Goal:
Find every line in the data below that contains the string "sunglasses" and copy each one out. Matching is case-sensitive.

Dataset rows:
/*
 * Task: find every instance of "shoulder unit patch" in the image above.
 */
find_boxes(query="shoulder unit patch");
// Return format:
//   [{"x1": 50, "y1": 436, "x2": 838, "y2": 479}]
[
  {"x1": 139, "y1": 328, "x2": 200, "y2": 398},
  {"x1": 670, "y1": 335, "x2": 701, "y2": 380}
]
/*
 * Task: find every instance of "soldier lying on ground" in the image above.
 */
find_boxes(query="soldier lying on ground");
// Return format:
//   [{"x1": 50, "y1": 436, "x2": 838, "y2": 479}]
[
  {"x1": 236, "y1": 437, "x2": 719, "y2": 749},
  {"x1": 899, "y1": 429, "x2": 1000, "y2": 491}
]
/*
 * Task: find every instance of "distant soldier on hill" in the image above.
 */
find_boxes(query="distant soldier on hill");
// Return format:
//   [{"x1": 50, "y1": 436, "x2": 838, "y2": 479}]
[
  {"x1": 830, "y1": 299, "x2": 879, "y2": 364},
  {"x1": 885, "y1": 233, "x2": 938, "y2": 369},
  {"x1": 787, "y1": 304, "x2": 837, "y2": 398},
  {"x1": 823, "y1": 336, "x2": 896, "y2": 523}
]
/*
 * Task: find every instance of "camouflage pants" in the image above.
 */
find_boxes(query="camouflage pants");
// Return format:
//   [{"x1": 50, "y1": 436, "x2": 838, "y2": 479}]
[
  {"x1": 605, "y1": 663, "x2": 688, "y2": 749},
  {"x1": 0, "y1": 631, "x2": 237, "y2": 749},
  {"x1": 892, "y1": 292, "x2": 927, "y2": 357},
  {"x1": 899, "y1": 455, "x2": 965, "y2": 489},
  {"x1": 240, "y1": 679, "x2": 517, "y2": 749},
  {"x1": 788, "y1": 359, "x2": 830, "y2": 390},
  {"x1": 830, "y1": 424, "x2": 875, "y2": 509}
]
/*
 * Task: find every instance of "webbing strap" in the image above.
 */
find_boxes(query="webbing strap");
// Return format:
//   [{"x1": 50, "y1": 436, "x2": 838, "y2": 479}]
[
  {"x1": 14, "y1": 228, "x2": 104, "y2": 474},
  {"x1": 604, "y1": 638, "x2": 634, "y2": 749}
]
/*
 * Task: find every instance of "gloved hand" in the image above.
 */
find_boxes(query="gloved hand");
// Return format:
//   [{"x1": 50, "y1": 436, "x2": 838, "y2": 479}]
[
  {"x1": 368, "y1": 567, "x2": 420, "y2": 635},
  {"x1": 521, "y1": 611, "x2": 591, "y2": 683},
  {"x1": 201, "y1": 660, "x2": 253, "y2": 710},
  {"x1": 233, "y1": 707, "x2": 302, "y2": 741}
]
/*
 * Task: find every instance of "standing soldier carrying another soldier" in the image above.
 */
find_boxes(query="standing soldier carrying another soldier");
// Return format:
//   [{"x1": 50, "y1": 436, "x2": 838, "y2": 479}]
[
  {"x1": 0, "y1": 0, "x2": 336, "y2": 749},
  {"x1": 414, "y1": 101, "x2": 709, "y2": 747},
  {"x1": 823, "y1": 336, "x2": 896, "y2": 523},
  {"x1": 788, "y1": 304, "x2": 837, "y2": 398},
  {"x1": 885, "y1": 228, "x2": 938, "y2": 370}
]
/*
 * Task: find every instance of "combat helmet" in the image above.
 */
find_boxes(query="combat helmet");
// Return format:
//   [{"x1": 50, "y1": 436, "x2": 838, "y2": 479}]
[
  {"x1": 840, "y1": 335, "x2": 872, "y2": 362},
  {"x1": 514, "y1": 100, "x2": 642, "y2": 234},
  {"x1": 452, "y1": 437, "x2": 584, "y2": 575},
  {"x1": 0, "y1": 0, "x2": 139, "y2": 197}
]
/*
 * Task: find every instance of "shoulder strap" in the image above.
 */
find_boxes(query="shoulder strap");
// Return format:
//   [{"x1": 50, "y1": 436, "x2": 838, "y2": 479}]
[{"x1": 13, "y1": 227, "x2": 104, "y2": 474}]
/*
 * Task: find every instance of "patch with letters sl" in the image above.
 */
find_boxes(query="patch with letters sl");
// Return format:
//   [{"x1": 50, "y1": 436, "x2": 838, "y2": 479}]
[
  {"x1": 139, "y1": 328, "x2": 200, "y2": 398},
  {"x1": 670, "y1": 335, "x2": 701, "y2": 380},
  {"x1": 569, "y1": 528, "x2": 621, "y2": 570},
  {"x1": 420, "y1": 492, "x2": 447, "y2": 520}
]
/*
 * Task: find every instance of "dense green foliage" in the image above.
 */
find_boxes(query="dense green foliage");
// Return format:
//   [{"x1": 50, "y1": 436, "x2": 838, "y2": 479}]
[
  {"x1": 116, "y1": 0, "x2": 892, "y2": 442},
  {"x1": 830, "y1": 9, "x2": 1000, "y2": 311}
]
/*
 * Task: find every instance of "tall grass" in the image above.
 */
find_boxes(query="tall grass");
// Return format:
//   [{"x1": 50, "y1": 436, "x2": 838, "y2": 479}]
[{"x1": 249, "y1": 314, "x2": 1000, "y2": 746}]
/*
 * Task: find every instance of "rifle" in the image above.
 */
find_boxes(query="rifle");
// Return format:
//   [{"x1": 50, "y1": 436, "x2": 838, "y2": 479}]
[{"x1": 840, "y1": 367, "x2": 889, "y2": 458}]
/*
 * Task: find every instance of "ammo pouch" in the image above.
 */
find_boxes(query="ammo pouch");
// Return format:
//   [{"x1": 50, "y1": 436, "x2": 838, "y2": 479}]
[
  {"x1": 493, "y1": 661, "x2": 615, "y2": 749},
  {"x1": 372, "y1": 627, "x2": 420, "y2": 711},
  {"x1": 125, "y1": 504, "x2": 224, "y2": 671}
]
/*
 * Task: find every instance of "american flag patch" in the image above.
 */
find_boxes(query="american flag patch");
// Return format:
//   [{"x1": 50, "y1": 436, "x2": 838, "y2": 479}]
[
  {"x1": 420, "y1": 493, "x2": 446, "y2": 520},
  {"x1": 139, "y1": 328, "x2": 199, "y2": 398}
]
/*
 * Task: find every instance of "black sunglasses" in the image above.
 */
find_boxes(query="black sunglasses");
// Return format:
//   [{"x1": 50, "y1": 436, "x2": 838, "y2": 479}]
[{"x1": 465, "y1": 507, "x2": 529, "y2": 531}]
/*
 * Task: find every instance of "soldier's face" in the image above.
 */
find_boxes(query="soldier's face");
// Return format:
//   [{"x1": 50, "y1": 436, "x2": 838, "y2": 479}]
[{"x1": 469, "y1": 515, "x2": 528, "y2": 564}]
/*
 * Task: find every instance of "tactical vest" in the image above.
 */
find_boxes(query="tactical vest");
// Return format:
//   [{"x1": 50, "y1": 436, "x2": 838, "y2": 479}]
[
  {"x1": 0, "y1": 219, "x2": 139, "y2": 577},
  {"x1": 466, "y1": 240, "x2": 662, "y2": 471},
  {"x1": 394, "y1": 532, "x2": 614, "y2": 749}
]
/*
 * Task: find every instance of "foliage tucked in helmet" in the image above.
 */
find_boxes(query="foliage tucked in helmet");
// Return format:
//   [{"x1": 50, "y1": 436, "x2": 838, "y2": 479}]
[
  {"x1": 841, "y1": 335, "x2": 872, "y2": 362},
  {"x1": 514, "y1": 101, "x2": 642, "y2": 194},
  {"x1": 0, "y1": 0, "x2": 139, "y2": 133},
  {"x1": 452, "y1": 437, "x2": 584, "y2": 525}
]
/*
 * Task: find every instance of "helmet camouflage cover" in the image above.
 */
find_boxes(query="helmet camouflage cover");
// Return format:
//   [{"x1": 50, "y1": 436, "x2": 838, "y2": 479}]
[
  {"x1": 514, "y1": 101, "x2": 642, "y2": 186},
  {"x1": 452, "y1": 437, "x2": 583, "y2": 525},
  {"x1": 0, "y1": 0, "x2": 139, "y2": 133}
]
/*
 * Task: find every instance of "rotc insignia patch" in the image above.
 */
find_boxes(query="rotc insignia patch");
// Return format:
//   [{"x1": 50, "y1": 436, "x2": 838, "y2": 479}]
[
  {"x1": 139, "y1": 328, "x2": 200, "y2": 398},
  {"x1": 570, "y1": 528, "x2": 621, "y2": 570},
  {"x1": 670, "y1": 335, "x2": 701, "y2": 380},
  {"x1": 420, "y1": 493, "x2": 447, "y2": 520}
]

Task response:
 * Task: find every instance of "black sunglasses" in the image above.
find_boxes(query="black sunglasses");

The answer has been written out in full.